■ EXTRACT TO READ ■
################

The vertiginous symptoms of skepticism can be hard to distinguish from the pangs of love. At first it was just a teenage infatuation. I was 16. He was … older. I wrote his name on my lined recycled A4 notepad, where it nestled among doodles of spiraling tendrils and ballerinas. He made me uneasy in a good way. And he made me laugh; he had this way of expressing himself that made it difficult to tell if he was being sincere or tongue in cheek.

Nearly thirty years later, he still gives me butterflies. Of course, we’ve had our ups and downs. But, somehow, we’ve made it through. So this Valentine’s Day, I wanted to pay tribute to what is, by far, my most enduring romantic relationship.
Without further ado:
Roses are red,
violets are blue.
David Hume,
I made this playlist for you.
1. Katy Perry, “Chained to the Rhythm.”
This one speaks to you both lyrically and sonically. Perry sings about a dystopian world in which we’re all “chained to the rhythm”—that is, to our comfortable routines.
Yeah, we think we’re free
Drink, this one’s on me
We’re all chained to the rhythm
To the rhythm, to the rhythm
Sound familiar, Dave? Cast your mind back to Book 1 of your Treatise (1739-40, Part 3, Section 11): “The supposition, that the future resembles the past, is not founded on arguments of any kind, but is derived entirely from habit, by which we are determined to expect for the future the same train of objects, to which we have been accustomed.” And, of course, as you go on to show in Book 2 of the Treatise (Part 2, Section 4), this point extends to those that we keep near and dear to us: “When we have contracted a habitude and intimacy with any person; though in frequenting his company we have not been able to discover any very valuable quality, of which he is possessed; yet we cannot forebear preferring him to strangers, of whose superior merit we are fully convinced.” In other words, you were saying that we love the ones we’re with because they’re … well, they’re there and it would so bloody exhausting and inconvenient to find other people. You old romantic, Dave!

################

■ SUPPLIED DATA ■
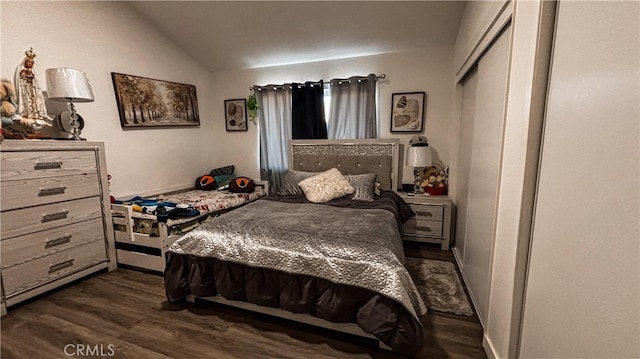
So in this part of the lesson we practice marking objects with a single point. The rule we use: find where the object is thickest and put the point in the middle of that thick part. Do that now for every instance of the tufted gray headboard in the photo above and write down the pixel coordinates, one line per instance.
(379, 156)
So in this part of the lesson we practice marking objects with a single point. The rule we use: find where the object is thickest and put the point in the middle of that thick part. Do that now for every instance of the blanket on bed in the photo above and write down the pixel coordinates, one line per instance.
(351, 246)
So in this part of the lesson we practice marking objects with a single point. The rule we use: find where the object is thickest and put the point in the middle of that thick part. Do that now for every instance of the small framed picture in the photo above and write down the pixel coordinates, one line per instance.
(235, 114)
(407, 111)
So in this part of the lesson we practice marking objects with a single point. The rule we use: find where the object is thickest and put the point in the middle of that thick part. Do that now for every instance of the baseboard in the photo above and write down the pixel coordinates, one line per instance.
(488, 348)
(464, 279)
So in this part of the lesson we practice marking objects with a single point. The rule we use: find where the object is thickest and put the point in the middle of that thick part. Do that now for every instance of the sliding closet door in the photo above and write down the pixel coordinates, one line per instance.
(481, 153)
(469, 84)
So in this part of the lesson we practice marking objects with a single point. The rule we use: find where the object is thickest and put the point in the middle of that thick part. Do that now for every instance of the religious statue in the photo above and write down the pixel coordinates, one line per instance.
(31, 107)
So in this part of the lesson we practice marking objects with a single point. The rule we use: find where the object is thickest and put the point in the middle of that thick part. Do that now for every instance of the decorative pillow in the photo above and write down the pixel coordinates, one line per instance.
(364, 185)
(326, 186)
(290, 182)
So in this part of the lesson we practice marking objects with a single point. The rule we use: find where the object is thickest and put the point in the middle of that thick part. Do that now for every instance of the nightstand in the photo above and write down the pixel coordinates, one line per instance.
(432, 222)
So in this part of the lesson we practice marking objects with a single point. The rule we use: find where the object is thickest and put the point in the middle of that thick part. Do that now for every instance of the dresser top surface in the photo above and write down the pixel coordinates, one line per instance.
(58, 145)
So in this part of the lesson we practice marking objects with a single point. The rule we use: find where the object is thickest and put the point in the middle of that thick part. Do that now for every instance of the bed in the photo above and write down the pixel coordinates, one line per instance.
(141, 238)
(337, 265)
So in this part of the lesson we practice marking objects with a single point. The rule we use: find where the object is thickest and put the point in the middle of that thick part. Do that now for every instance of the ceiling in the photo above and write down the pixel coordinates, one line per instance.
(231, 35)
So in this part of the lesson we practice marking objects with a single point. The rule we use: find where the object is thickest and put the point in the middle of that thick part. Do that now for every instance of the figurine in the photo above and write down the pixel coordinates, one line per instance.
(11, 127)
(31, 107)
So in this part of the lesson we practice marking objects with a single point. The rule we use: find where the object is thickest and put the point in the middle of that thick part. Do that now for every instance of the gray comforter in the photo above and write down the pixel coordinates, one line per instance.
(356, 247)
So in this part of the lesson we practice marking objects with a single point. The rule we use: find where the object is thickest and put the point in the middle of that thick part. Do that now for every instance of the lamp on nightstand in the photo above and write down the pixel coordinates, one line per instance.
(418, 156)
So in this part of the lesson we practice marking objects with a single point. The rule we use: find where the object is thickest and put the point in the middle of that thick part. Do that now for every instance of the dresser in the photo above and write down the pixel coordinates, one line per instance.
(55, 215)
(432, 222)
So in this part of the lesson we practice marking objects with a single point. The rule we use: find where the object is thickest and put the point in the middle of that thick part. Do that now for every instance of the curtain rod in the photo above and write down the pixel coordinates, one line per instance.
(378, 77)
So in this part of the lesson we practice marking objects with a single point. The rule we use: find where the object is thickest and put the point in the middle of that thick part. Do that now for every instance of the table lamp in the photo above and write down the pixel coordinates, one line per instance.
(418, 156)
(69, 85)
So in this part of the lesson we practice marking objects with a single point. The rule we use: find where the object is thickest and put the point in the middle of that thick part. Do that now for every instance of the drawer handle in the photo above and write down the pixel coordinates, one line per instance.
(54, 216)
(426, 214)
(57, 241)
(51, 191)
(60, 266)
(47, 165)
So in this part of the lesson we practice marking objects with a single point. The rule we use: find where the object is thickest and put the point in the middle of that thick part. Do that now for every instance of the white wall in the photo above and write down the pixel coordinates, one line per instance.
(583, 289)
(103, 37)
(428, 70)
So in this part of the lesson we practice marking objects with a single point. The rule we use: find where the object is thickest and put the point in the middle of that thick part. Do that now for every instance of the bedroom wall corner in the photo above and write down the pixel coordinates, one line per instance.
(105, 37)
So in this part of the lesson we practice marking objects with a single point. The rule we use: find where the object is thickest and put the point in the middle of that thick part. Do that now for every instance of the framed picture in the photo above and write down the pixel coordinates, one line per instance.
(235, 114)
(407, 111)
(144, 102)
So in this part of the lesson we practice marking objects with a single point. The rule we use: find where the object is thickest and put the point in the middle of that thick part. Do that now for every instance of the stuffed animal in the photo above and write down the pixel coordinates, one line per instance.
(242, 185)
(206, 183)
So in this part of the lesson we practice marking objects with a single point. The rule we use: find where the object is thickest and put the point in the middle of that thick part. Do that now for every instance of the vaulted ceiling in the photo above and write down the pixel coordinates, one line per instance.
(230, 35)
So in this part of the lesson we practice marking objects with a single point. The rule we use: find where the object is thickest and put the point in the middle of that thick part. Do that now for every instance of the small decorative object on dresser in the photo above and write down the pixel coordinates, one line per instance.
(55, 222)
(432, 222)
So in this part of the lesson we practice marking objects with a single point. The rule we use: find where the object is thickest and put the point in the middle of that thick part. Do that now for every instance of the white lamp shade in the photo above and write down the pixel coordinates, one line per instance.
(65, 84)
(418, 156)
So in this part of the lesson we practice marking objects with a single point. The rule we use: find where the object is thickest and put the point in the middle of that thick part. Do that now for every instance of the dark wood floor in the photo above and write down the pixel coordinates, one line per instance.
(124, 314)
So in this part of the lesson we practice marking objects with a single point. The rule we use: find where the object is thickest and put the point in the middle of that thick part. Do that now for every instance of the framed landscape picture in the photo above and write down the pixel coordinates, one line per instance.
(407, 111)
(144, 102)
(235, 114)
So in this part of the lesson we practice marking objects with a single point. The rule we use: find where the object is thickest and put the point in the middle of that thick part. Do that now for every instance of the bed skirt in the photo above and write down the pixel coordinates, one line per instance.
(375, 314)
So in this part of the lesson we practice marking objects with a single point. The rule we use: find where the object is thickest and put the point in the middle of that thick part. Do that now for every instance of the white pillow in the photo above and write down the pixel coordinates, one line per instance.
(326, 186)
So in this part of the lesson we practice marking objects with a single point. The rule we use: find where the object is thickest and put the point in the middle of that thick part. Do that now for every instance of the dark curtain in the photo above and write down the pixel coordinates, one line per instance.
(307, 111)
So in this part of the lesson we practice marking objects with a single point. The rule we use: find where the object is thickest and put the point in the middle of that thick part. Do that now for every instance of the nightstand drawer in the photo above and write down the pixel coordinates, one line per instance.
(419, 227)
(30, 274)
(29, 220)
(39, 164)
(36, 245)
(37, 191)
(428, 212)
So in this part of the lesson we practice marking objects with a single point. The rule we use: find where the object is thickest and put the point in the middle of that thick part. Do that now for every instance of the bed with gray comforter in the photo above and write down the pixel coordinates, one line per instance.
(341, 261)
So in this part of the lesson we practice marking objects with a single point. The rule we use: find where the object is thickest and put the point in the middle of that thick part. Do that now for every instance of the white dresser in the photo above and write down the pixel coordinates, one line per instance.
(55, 215)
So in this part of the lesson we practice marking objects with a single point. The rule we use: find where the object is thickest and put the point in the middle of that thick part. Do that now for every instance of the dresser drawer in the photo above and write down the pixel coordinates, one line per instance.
(29, 220)
(428, 212)
(35, 245)
(37, 191)
(423, 228)
(30, 274)
(39, 164)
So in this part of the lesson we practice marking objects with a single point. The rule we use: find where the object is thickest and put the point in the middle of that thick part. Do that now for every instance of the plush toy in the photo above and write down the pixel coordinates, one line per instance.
(242, 185)
(206, 183)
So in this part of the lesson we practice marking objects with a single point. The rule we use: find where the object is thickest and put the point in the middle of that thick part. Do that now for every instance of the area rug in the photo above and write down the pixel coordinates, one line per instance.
(439, 285)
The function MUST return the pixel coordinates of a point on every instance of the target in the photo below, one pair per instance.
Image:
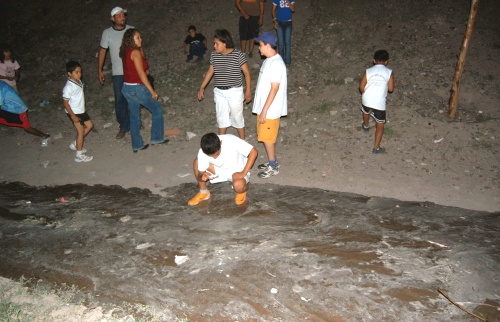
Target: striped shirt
(227, 68)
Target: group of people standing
(252, 17)
(223, 157)
(131, 84)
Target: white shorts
(225, 175)
(229, 107)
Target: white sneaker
(45, 140)
(72, 146)
(83, 158)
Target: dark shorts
(12, 119)
(249, 29)
(378, 115)
(84, 117)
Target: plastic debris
(179, 260)
(144, 245)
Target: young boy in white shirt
(223, 158)
(375, 83)
(270, 101)
(74, 103)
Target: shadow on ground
(288, 254)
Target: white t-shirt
(377, 83)
(73, 92)
(273, 70)
(112, 39)
(8, 68)
(233, 156)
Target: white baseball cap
(117, 10)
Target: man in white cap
(112, 39)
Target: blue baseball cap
(268, 37)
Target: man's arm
(206, 80)
(248, 82)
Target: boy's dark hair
(7, 47)
(381, 56)
(72, 65)
(210, 143)
(224, 37)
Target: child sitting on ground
(74, 103)
(376, 82)
(13, 112)
(197, 44)
(223, 158)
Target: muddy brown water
(287, 254)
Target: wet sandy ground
(288, 254)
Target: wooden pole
(455, 87)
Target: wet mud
(287, 254)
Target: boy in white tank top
(376, 82)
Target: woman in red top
(138, 91)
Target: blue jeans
(136, 96)
(196, 49)
(121, 105)
(285, 41)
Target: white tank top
(377, 78)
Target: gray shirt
(112, 39)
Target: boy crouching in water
(74, 103)
(376, 82)
(223, 158)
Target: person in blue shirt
(13, 112)
(282, 16)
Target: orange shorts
(268, 132)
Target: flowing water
(287, 254)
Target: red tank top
(130, 74)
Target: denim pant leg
(132, 95)
(121, 105)
(157, 127)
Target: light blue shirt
(10, 100)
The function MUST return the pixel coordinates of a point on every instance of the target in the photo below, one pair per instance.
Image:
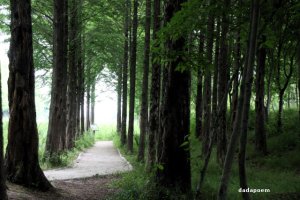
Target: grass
(278, 171)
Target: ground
(89, 178)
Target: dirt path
(88, 179)
(101, 159)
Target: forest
(206, 99)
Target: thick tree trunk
(207, 85)
(119, 101)
(145, 85)
(199, 98)
(22, 163)
(3, 194)
(73, 78)
(132, 77)
(241, 122)
(215, 76)
(56, 136)
(88, 104)
(154, 90)
(175, 115)
(125, 73)
(260, 133)
(222, 82)
(93, 101)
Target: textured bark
(199, 98)
(125, 73)
(22, 163)
(3, 194)
(119, 101)
(207, 85)
(241, 122)
(88, 104)
(56, 136)
(175, 115)
(93, 101)
(260, 133)
(145, 85)
(216, 75)
(73, 75)
(222, 82)
(132, 77)
(154, 90)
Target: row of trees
(210, 54)
(68, 39)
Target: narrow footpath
(88, 179)
(102, 159)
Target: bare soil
(94, 188)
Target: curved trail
(102, 159)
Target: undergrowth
(278, 171)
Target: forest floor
(89, 178)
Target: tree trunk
(241, 121)
(144, 103)
(199, 98)
(154, 90)
(3, 194)
(260, 133)
(56, 136)
(93, 100)
(119, 101)
(125, 73)
(73, 75)
(222, 82)
(88, 103)
(22, 163)
(132, 77)
(207, 85)
(175, 115)
(216, 75)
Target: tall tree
(154, 88)
(56, 136)
(144, 103)
(119, 101)
(242, 115)
(260, 133)
(199, 99)
(207, 82)
(222, 82)
(3, 194)
(175, 112)
(132, 76)
(125, 72)
(22, 163)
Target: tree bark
(154, 90)
(132, 77)
(175, 114)
(73, 75)
(222, 82)
(125, 73)
(3, 194)
(22, 163)
(119, 101)
(241, 122)
(207, 85)
(199, 98)
(145, 85)
(56, 136)
(93, 100)
(260, 133)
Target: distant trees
(22, 164)
(3, 194)
(56, 137)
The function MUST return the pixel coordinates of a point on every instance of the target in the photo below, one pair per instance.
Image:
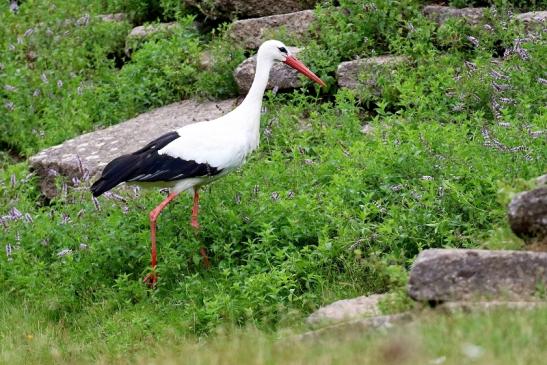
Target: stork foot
(151, 279)
(206, 262)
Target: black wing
(147, 165)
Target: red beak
(300, 67)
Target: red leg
(195, 209)
(195, 224)
(151, 278)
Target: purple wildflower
(64, 252)
(28, 218)
(96, 203)
(9, 106)
(15, 214)
(473, 40)
(8, 251)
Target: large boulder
(231, 9)
(86, 155)
(250, 33)
(440, 14)
(527, 213)
(364, 72)
(440, 275)
(282, 76)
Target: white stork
(199, 153)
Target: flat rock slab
(143, 31)
(222, 9)
(353, 74)
(115, 17)
(282, 76)
(527, 214)
(343, 310)
(443, 275)
(533, 19)
(357, 325)
(470, 307)
(89, 153)
(250, 33)
(440, 14)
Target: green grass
(320, 212)
(512, 338)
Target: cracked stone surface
(89, 153)
(468, 307)
(442, 275)
(364, 306)
(441, 14)
(281, 76)
(352, 74)
(222, 9)
(250, 33)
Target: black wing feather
(147, 165)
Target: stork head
(277, 51)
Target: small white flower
(438, 361)
(472, 351)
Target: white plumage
(200, 153)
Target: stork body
(199, 153)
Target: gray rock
(342, 310)
(352, 74)
(527, 213)
(250, 33)
(115, 17)
(468, 307)
(357, 325)
(281, 76)
(89, 153)
(541, 180)
(143, 31)
(441, 14)
(533, 19)
(441, 275)
(222, 9)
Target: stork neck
(262, 73)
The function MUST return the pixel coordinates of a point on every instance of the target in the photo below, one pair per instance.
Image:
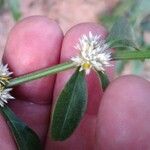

################

■ DESCRIPTION OF THE TASK ■
Resume the Valentine's Day playlist essay addressed to David Hume, carrying it on from its final sentence.

■ THE ANSWER ■
Meanwhile, the song’s catchy dancehall, disco elements ensures that it elicits the same beguiling effects against which it warns. Its rhythm chains us to the rhythm. I think you’d cop to using that trick, too, Dave—that is, exploiting your reader’s susceptibility to the very forces to which you’ve just noted she, and all humans, are especially vulnerable. “Carelessness and in-attention,” you remark, “alone can afford us any remedy” from skepticism’s vertiginous truths. “For this reason,” you admit you’re not too worried about your readers falling prey to the skeptical malady, relying entirely on their short attention span which ensures that “whatever may be the reader’s opinion at this present moment, that an hour hence he will be persuaded there is both an external and internal world” (Treatise, Book 1, Part 4, Section 2). In other words, just like Perry, you realize that we’re all chained too tightly to the ordinary world’s rhythms to break free from them, just as I’m all too tightly chained to you, Dave.
2. The Shirelles, “Will You Love Me Tomorrow.”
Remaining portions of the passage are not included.